Activity A – List every title of a publication, editorial, column, or letter that appears in the letter to the editor about Pentagon financial management.
Activity B – From the letter to the editor about Pentagon financial management, reproduce word for word the passage that opens with the words containing "Mr. Crippen ended" and closes with "to be patient.".

Text section –
Oink oink at the Pentagon (Letter to the Editor)

This letter first appeared inThe Washington Timeson Nov. 6, 2005.

It's a major step forward when significant pro-defense publications such as The Washington Times express heartburn about the sorry state of financial management in the Defense Department ("Finding pork at the Pentagon," Editorial, Thursday). That you counterpointed former Congressional Budget Office Director Dan Crippen's Op-Ed column ("Defense Needs Auditing," Thursday) on the need to move forward to achieve financial-management competence in the Pentagon with your own editorial will be noticed in the halls of the only major federal agency that remains unaudited and indeed unauditable.

Mr. Crippen ended with an assertion that the size and complexity of the Pentagon is not an excuse for inaction but a reason for moving ahead. Your view seems different: that being the world's largest and most complex organization is a reason to be patient.

[Dataset entries]
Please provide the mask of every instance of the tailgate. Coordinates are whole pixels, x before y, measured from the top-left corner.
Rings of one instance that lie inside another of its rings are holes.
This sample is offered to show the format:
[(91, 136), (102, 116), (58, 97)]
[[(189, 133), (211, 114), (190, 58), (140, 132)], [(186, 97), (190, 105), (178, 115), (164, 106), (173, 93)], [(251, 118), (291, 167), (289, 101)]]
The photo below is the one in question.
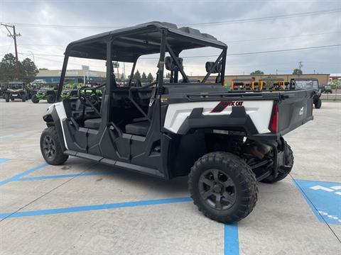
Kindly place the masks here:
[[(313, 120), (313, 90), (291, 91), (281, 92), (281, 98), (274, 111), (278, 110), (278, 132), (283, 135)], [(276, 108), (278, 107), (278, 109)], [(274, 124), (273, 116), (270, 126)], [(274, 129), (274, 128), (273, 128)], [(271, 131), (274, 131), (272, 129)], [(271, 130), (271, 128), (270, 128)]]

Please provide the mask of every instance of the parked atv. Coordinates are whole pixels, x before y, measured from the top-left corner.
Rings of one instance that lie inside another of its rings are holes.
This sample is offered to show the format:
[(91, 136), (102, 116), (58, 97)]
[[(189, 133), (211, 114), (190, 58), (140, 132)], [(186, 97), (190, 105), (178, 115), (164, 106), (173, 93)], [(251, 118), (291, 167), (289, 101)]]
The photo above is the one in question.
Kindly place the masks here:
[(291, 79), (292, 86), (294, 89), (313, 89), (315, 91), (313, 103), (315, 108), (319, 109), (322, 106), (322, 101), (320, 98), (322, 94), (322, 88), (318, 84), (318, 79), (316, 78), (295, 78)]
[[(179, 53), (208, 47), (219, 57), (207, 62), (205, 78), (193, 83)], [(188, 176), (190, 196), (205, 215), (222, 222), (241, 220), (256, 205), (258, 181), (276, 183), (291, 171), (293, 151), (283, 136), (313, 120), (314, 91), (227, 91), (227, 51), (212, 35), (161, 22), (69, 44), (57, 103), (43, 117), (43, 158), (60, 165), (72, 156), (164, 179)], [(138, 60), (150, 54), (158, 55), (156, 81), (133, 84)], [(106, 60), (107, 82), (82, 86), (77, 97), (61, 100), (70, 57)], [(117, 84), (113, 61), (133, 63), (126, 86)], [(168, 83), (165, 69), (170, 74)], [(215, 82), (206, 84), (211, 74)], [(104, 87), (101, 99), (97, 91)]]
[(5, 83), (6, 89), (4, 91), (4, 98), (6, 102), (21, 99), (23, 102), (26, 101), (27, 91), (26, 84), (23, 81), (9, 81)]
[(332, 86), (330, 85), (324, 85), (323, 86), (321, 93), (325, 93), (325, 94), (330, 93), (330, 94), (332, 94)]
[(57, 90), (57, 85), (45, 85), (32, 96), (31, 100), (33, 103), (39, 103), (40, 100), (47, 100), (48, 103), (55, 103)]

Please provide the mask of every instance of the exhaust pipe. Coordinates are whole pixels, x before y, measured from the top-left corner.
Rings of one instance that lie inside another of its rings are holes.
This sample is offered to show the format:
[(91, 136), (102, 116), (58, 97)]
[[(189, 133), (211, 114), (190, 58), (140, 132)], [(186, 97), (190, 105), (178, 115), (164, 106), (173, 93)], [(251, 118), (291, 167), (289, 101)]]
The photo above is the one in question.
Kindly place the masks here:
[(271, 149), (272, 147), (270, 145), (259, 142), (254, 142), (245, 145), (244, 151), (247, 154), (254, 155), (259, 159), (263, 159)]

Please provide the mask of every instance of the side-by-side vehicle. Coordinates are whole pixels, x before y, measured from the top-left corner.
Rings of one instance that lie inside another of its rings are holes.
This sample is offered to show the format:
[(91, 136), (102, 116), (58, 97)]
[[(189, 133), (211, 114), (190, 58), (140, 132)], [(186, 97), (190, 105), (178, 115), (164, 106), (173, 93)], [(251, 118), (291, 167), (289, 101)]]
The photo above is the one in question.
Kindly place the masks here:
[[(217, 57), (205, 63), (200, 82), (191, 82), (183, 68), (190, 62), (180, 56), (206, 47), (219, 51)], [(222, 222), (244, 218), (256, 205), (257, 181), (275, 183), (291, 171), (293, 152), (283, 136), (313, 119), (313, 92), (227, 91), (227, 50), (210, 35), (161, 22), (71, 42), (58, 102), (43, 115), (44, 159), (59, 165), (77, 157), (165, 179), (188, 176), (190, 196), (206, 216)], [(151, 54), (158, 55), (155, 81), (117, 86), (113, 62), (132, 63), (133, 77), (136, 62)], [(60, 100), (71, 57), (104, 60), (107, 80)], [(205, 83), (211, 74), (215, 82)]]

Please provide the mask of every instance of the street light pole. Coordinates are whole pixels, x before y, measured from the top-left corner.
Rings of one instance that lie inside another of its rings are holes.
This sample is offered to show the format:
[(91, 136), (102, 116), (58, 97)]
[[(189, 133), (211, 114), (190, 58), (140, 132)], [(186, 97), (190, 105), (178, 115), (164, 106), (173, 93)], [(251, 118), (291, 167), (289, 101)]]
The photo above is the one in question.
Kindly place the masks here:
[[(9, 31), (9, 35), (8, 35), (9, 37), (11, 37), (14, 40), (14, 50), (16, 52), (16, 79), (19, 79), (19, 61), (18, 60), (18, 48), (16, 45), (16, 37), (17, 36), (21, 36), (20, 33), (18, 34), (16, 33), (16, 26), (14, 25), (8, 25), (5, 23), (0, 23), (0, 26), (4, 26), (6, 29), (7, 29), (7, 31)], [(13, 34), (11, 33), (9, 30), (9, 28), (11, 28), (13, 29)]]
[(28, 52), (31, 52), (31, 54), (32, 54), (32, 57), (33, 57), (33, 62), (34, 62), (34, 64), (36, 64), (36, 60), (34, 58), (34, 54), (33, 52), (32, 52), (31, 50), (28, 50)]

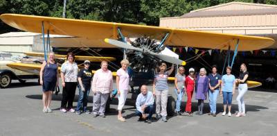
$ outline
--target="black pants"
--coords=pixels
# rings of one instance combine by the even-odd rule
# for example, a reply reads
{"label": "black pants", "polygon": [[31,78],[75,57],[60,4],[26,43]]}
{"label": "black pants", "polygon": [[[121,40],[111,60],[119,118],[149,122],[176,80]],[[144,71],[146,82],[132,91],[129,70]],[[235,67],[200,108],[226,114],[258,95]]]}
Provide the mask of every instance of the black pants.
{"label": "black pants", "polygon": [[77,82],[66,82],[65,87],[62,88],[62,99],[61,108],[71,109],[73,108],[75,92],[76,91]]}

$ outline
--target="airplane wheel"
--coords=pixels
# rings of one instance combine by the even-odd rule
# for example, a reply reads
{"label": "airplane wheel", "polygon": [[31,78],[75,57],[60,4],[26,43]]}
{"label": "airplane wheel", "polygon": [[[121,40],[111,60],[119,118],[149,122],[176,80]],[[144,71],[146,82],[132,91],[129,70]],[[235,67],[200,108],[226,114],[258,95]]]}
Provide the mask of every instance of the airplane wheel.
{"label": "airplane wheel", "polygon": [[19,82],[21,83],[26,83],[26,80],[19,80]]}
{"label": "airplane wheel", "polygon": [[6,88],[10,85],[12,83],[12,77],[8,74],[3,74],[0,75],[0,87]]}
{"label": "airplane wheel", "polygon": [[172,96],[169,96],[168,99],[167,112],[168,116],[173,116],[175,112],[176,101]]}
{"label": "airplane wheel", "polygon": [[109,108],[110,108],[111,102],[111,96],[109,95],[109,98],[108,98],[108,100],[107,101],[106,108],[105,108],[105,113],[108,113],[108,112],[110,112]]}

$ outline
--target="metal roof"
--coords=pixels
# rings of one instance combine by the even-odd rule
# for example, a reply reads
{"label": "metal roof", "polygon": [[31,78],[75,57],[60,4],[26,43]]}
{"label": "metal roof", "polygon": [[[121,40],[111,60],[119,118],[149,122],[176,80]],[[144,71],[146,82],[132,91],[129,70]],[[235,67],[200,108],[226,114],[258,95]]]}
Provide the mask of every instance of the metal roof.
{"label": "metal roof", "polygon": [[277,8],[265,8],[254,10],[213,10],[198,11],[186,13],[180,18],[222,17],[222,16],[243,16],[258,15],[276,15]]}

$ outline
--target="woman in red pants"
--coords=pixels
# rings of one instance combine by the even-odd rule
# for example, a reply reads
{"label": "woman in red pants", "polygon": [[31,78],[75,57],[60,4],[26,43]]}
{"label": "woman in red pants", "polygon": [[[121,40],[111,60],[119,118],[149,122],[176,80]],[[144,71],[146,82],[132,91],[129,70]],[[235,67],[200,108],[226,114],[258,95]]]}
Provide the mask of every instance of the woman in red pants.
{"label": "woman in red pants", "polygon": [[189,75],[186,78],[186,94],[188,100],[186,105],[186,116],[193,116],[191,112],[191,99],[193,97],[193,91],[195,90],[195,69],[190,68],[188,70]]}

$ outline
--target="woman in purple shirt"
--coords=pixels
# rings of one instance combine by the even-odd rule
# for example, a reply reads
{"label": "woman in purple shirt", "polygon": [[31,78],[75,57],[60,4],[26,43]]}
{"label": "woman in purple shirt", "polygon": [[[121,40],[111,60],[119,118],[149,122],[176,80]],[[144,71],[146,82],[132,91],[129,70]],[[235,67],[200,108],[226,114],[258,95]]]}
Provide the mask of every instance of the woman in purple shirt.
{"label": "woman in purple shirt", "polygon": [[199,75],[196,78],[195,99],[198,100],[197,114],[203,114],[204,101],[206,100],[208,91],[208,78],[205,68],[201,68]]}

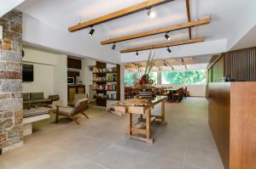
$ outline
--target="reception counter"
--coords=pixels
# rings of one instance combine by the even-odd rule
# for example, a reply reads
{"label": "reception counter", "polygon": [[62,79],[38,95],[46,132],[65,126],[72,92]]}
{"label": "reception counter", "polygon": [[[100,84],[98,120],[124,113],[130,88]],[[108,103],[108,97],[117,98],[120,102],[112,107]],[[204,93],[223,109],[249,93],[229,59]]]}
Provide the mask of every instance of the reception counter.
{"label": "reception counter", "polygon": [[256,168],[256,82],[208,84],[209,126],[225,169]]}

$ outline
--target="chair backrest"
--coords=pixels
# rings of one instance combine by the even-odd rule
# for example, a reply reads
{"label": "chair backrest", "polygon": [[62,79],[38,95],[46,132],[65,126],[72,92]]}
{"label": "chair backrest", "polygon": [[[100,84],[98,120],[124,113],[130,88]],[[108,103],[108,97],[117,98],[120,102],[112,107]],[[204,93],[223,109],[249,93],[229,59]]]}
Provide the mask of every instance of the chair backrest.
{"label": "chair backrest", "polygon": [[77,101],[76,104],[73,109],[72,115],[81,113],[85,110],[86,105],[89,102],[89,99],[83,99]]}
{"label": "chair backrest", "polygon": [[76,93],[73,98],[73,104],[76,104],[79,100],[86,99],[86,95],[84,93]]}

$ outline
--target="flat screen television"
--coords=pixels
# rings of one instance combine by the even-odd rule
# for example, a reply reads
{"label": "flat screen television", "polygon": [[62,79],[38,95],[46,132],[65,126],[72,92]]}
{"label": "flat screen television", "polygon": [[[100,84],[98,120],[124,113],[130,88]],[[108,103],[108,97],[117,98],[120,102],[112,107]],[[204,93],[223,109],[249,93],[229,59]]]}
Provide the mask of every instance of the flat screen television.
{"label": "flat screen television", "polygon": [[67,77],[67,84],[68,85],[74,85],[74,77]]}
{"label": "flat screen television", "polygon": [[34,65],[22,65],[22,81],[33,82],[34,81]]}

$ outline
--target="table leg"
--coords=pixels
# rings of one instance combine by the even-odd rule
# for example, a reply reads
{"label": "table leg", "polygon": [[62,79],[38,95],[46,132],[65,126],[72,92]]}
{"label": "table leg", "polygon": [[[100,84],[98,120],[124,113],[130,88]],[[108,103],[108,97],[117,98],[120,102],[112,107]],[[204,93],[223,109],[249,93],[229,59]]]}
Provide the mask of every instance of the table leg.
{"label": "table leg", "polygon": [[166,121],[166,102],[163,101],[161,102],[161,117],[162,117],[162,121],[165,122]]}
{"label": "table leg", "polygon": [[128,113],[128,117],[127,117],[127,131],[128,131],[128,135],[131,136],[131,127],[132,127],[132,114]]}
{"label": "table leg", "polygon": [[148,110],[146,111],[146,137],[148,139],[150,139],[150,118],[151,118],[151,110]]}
---
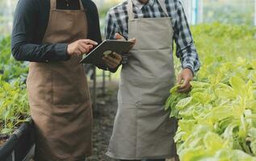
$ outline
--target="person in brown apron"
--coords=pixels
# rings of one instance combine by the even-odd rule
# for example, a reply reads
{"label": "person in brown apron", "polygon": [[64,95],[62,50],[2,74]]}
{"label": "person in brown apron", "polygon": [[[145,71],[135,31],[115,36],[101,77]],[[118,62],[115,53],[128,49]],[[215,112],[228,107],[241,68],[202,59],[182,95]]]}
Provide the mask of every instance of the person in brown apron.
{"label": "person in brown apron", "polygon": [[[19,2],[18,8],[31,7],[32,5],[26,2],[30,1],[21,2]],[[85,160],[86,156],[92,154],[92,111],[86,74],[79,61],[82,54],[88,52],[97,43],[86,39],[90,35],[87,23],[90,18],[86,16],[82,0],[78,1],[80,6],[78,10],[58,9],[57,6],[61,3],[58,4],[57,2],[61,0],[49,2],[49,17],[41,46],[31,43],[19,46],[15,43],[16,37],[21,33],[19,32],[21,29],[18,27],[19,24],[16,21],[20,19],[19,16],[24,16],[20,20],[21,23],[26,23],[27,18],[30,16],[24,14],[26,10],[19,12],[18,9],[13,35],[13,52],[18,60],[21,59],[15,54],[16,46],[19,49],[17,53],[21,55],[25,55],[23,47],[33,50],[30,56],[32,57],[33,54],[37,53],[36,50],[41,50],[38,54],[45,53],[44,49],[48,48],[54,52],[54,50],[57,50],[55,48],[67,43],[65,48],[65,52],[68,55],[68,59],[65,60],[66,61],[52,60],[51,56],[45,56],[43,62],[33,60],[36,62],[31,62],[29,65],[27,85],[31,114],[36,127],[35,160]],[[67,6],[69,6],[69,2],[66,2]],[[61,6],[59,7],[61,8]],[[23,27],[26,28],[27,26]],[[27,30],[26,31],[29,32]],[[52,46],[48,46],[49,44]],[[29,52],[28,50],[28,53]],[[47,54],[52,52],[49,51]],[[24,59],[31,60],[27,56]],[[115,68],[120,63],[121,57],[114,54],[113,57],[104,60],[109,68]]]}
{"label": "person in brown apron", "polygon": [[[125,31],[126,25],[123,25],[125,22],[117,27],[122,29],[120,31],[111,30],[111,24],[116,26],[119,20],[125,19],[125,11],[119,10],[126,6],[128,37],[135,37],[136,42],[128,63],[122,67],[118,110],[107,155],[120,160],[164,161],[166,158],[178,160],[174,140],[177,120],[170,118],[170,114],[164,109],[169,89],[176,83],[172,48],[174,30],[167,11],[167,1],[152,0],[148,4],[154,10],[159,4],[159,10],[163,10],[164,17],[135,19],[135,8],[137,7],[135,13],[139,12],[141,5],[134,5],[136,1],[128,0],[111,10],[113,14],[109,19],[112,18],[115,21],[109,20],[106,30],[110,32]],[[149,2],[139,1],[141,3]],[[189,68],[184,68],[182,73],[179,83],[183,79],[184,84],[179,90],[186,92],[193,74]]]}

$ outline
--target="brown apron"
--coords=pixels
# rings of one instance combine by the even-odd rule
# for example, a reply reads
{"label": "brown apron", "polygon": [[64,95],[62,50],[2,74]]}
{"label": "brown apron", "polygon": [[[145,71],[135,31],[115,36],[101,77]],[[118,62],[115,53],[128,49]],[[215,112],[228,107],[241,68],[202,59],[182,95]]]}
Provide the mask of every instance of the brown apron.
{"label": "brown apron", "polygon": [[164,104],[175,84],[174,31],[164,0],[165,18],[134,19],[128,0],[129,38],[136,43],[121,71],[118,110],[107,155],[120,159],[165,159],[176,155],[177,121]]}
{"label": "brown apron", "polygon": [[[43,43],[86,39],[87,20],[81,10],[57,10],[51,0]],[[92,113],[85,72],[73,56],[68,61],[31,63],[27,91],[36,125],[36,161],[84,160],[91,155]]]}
...
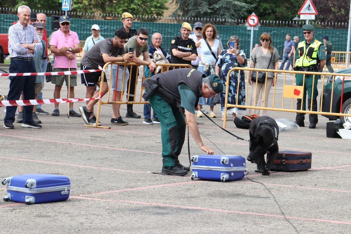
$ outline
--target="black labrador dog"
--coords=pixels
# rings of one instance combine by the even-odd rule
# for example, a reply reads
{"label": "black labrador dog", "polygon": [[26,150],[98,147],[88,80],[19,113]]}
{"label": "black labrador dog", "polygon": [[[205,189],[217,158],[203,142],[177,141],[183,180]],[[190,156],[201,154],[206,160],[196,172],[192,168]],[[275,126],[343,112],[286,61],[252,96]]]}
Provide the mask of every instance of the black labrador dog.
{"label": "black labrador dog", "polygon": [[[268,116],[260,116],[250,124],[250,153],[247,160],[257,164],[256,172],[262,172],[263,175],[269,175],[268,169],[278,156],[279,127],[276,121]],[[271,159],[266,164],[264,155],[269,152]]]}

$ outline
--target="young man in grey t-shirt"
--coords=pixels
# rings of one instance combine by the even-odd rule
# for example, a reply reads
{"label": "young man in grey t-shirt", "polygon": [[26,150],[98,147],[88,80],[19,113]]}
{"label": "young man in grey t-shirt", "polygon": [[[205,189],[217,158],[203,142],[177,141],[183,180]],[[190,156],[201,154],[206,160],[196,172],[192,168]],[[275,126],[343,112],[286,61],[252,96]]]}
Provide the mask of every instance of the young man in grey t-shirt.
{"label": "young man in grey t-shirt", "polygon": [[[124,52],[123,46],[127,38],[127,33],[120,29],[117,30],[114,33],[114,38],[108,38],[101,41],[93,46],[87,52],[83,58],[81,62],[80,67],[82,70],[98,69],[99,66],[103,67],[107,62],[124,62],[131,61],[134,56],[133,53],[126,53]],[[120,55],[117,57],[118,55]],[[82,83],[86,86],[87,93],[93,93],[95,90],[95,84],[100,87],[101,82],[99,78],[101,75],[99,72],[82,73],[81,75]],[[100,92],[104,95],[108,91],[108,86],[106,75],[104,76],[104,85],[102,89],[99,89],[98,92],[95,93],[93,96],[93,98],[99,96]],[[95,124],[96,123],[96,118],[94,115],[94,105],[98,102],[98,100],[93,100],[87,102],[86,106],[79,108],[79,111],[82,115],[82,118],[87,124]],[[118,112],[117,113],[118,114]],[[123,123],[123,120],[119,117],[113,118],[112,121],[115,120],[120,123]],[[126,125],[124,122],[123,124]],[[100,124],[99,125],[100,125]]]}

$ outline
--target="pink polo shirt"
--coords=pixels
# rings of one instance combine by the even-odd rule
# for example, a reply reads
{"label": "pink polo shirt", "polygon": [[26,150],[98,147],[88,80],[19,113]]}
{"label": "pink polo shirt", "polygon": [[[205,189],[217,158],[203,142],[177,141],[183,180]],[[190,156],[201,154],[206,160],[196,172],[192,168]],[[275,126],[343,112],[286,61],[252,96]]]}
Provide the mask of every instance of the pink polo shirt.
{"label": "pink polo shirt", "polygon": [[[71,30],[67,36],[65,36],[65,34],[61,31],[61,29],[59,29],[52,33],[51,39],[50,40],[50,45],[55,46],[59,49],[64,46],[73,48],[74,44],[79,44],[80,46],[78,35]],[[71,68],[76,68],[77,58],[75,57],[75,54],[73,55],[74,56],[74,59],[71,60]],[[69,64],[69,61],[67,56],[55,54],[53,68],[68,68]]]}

Response A –
- Oink oink at the Pentagon
- The Washington Times
- Finding pork at the Pentagon
- Defense Needs Auditing

Response B –
Mr. Crippen ended with an assertion that the size and complexity of the Pentagon is not an excuse for inaction but a reason for moving ahead. Your view seems different: that being the world's largest and most complex organization is a reason to be patient.